(Saved entries)
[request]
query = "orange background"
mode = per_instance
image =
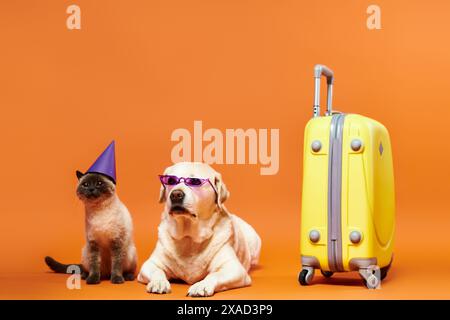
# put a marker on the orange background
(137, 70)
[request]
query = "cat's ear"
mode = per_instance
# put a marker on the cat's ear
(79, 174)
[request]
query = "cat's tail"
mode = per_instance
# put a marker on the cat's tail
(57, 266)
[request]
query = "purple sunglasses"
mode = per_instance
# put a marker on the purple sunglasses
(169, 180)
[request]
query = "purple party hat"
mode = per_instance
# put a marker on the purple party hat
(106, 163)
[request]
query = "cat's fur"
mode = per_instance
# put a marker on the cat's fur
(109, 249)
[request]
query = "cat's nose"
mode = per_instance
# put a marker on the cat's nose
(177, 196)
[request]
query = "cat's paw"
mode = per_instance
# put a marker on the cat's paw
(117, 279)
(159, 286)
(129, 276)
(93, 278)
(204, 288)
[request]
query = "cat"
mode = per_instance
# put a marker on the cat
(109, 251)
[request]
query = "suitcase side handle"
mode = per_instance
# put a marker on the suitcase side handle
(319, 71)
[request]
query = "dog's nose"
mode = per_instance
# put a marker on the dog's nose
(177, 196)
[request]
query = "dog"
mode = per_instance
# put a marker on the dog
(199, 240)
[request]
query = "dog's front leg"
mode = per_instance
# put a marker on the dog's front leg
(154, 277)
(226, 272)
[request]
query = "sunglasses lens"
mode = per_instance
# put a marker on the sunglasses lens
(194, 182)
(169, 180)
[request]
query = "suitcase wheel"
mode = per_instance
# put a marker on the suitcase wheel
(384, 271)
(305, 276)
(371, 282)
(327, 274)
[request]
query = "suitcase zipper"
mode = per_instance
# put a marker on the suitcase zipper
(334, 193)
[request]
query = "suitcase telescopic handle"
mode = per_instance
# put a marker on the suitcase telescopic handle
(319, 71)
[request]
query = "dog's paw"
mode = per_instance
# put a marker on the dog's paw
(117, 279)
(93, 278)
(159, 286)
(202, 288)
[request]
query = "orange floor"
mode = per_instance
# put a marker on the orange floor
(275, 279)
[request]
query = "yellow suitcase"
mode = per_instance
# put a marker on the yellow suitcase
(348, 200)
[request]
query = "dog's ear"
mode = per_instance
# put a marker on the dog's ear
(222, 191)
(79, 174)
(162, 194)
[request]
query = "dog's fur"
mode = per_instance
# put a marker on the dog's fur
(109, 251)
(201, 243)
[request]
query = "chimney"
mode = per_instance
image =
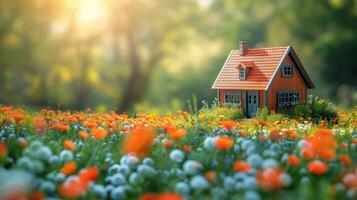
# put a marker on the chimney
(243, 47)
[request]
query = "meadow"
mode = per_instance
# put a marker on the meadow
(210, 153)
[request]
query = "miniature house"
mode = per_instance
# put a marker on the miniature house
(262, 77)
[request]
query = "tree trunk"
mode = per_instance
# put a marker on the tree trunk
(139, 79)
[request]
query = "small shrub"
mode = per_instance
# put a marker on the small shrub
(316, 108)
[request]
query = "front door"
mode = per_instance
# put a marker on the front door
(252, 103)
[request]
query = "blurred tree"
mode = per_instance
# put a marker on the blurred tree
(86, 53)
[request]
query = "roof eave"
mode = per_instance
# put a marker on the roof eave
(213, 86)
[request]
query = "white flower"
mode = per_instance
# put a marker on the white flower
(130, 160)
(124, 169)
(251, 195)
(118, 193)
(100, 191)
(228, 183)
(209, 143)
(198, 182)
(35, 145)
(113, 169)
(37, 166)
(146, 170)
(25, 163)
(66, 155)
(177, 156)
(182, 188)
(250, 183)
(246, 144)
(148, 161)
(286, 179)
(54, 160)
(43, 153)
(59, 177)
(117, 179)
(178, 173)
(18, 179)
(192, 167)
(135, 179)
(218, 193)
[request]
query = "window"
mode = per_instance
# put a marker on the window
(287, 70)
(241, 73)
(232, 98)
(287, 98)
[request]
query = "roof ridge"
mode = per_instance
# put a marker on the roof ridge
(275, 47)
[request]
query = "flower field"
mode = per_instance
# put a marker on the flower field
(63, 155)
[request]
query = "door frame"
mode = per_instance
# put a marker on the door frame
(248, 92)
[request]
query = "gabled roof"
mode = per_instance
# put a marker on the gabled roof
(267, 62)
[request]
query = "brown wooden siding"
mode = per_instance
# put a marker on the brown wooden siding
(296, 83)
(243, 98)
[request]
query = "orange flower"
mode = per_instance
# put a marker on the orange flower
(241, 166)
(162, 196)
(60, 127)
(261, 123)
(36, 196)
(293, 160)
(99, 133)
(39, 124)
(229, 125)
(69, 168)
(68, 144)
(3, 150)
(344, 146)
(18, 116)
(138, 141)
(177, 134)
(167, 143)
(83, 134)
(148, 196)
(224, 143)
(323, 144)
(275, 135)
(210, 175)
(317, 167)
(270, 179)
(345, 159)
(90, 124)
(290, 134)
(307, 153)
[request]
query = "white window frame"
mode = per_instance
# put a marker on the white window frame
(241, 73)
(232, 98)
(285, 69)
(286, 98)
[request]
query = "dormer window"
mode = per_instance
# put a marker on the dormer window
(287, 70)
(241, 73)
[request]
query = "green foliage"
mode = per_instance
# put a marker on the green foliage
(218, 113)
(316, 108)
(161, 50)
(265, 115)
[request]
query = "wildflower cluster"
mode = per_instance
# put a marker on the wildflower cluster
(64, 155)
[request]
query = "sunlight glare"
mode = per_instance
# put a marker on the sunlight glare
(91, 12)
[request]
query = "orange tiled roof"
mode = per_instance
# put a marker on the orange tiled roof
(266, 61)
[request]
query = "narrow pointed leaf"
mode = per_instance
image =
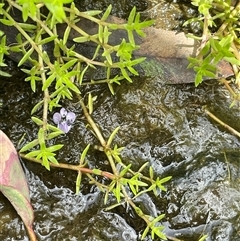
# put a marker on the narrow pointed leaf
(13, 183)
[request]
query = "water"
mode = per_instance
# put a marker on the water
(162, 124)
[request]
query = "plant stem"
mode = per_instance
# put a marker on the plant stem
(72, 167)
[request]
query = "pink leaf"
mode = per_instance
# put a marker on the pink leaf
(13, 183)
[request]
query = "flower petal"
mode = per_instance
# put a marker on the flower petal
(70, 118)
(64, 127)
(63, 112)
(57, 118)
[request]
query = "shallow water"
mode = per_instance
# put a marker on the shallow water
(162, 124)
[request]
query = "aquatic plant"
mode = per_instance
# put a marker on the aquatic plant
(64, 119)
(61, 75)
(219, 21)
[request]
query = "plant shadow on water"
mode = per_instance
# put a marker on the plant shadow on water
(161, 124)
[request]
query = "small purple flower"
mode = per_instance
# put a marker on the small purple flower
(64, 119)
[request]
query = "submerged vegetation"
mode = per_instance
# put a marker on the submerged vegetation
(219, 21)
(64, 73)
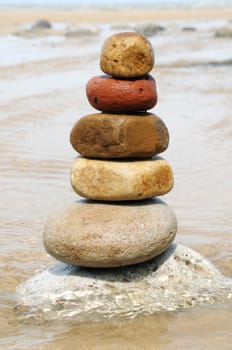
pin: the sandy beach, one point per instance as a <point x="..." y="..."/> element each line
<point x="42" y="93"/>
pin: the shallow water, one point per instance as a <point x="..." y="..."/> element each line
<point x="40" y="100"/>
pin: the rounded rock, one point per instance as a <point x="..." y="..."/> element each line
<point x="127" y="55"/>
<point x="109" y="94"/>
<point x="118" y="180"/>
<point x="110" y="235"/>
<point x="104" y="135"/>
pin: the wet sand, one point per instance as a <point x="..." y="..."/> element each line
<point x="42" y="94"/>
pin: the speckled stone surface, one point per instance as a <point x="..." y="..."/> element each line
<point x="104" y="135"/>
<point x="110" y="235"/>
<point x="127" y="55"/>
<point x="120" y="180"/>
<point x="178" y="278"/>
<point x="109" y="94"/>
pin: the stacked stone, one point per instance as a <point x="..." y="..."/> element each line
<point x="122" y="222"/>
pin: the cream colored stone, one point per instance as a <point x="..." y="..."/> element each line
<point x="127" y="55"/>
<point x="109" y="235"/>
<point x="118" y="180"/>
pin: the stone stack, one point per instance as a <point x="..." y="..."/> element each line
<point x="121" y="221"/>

### Exercise requirements
Output nothing except an exact copy of the records above, with the images left out.

### Answer to the exercise
[request]
query = "orange background"
mode = per_instance
image =
# put a marker on the orange background
(137, 70)
[request]
query = "cat's ear"
mode = per_instance
# put a marker on the cat's ear
(79, 174)
[request]
query = "cat's tail"
mode = per_instance
# put a marker on the cat's tail
(57, 266)
[request]
query = "purple sunglasses"
mode = per_instance
# put a marker on the purple sunglasses
(169, 180)
[request]
query = "purple party hat"
mode = per_instance
# put a marker on the purple party hat
(106, 163)
[request]
query = "cat's fur"
mode = per_instance
# put a marker on the cat's fur
(109, 249)
[request]
query = "cat's nose"
mode = per_instance
# put a marker on the cat's nose
(177, 196)
[request]
query = "cat's paw"
mode = per_instance
# put a marker on the cat's paw
(117, 279)
(159, 286)
(129, 276)
(93, 278)
(204, 288)
[request]
query = "cat"
mode = per_instance
# put a marker on the cat
(109, 251)
[request]
query = "suitcase side handle"
mode = per_instance
# put a marker on the suitcase side handle
(319, 71)
[request]
query = "dog's nose"
mode = per_instance
# put a marker on the dog's nose
(177, 196)
[request]
query = "dog"
mode = per_instance
# put a marker on the dog
(199, 240)
[request]
query = "dog's front leg"
mode = per_instance
# put a marker on the dog's front leg
(154, 277)
(226, 272)
[request]
query = "sunglasses lens"
mode = per_instance
# put a marker on the sunglasses lens
(194, 182)
(169, 180)
[request]
query = "suitcase wheel"
mode = per_instance
# put a marker on the suitcase wheel
(384, 271)
(305, 276)
(371, 282)
(327, 274)
[request]
query = "suitcase zipper"
mode = per_instance
# put a marker on the suitcase zipper
(334, 193)
[request]
query = "suitcase telescopic handle"
mode = per_instance
# put a marker on the suitcase telescopic handle
(319, 71)
[request]
query = "dog's paw"
mode = per_instance
# put a marker on the dog's paw
(117, 279)
(93, 278)
(159, 286)
(202, 288)
[request]
query = "orange floor"
mode = per_instance
# put a marker on the orange floor
(275, 279)
[request]
query = "yellow suitcase"
mode = per_instance
# put a marker on the yellow suitcase
(348, 200)
[request]
query = "dog's ear"
mode = per_instance
# put a marker on the dog's ear
(222, 191)
(79, 174)
(162, 194)
[request]
query = "dog's fur"
mode = per_instance
# put a marker on the dog's fur
(109, 251)
(201, 243)
[request]
query = "chimney"
mode = per_instance
image =
# put a marker on the chimney
(243, 47)
[request]
query = "meadow"
mode = per_instance
# put a marker on the meadow
(210, 153)
[request]
query = "miniature house"
mode = per_instance
# put a marker on the miniature house
(262, 77)
[request]
query = "tree trunk"
mode = per_instance
# put a marker on the tree trunk
(139, 79)
[request]
query = "small shrub"
mode = per_instance
# put a marker on the small shrub
(316, 108)
[request]
query = "front door"
mode = per_instance
# put a marker on the front door
(252, 103)
[request]
query = "blurred tree"
mode = per_instance
# put a marker on the blurred tree
(86, 53)
[request]
query = "roof eave"
mode = per_instance
# put a marker on the roof eave
(213, 86)
[request]
query = "white flower"
mode = per_instance
# put a marker on the white flower
(130, 160)
(124, 169)
(251, 195)
(118, 193)
(100, 191)
(228, 183)
(209, 143)
(198, 182)
(35, 145)
(113, 169)
(37, 166)
(146, 170)
(25, 163)
(66, 155)
(177, 156)
(182, 188)
(250, 183)
(246, 144)
(148, 161)
(286, 179)
(54, 160)
(43, 153)
(59, 177)
(117, 179)
(178, 173)
(18, 179)
(192, 167)
(135, 179)
(218, 193)
[request]
query = "window"
mode = per_instance
# put a marker on the window
(287, 70)
(241, 73)
(232, 98)
(287, 98)
[request]
query = "roof ridge"
mode = per_instance
# put a marker on the roof ridge
(275, 47)
[request]
query = "flower field"
mode = per_instance
# put a marker on the flower field
(63, 155)
[request]
query = "door frame"
mode = per_instance
# put a marker on the door frame
(248, 92)
[request]
query = "gabled roof"
mode = per_instance
# put a marker on the gabled roof
(267, 62)
[request]
query = "brown wooden siding"
mode = per_instance
# put a marker on the brown wooden siding
(296, 83)
(243, 98)
[request]
query = "orange flower"
mode = per_instance
# put a marker on the orange flower
(241, 166)
(162, 196)
(60, 127)
(261, 123)
(36, 196)
(293, 160)
(99, 133)
(39, 124)
(229, 125)
(69, 168)
(68, 144)
(3, 150)
(344, 146)
(18, 116)
(138, 141)
(177, 134)
(167, 143)
(83, 134)
(148, 196)
(224, 143)
(323, 144)
(275, 135)
(210, 175)
(317, 167)
(270, 179)
(345, 159)
(90, 124)
(290, 134)
(307, 153)
[request]
query = "white window frame"
mode = per_instance
# put a marker on the white window frame
(241, 73)
(232, 98)
(285, 69)
(286, 98)
[request]
query = "dormer window"
mode = per_instance
# put a marker on the dormer window
(287, 70)
(241, 73)
[request]
query = "green foliage"
mode = per_instance
# put a marker on the green foliage
(218, 113)
(316, 108)
(161, 50)
(265, 115)
[request]
query = "wildflower cluster"
mode = per_instance
# put a marker on the wildflower cluster
(64, 155)
[request]
query = "sunlight glare"
mode = per_instance
# put a marker on the sunlight glare
(91, 12)
[request]
query = "orange tiled roof"
mode = per_instance
# put a marker on the orange tiled roof
(266, 61)
[request]
query = "narrow pointed leaf"
mode = per_instance
image =
# put a marker on the narrow pointed leaf
(13, 183)
[request]
query = "water"
mode = per_instance
# put a marker on the water
(162, 124)
[request]
query = "plant stem"
mode = per_instance
# put a marker on the plant stem
(72, 167)
[request]
query = "pink leaf"
mode = per_instance
# put a marker on the pink leaf
(13, 183)
[request]
query = "flower petal"
mode = per_instance
# put a marker on the flower petal
(70, 118)
(64, 127)
(63, 112)
(57, 118)
[request]
query = "shallow water"
mode = per_instance
# put a marker on the shallow water
(162, 124)
[request]
query = "aquatic plant"
mode = per_instance
# put a marker on the aquatic plant
(64, 119)
(61, 75)
(219, 21)
[request]
query = "plant shadow on water"
mode = per_instance
# put a marker on the plant shadow on water
(161, 124)
[request]
query = "small purple flower"
mode = per_instance
# put a marker on the small purple flower
(64, 119)
[request]
query = "submerged vegetation"
mode = per_instance
# put a marker on the submerged vegetation
(219, 21)
(64, 73)
pin: the sandy beach, one point per instance as a <point x="..." y="..."/> element each line
<point x="42" y="93"/>
pin: the shallow water, one point per instance as a <point x="..." y="..."/> element each line
<point x="40" y="100"/>
pin: the rounded rock, one point per instance as a <point x="..." y="..."/> element each line
<point x="127" y="55"/>
<point x="109" y="94"/>
<point x="118" y="180"/>
<point x="110" y="235"/>
<point x="104" y="135"/>
pin: the wet sand, one point per instance as a <point x="..." y="..."/> element each line
<point x="42" y="94"/>
pin: the speckled stone surface, one point per instance as a <point x="..." y="..."/> element each line
<point x="104" y="135"/>
<point x="110" y="235"/>
<point x="127" y="55"/>
<point x="120" y="180"/>
<point x="178" y="278"/>
<point x="109" y="94"/>
pin: the stacked stone, one point per instance as a <point x="..." y="..."/> element each line
<point x="122" y="222"/>
pin: the cream colored stone, one point per instance as a <point x="..." y="..."/> element each line
<point x="127" y="55"/>
<point x="109" y="235"/>
<point x="118" y="180"/>
pin: the stone stack, one point per instance as a <point x="..." y="..."/> element each line
<point x="121" y="221"/>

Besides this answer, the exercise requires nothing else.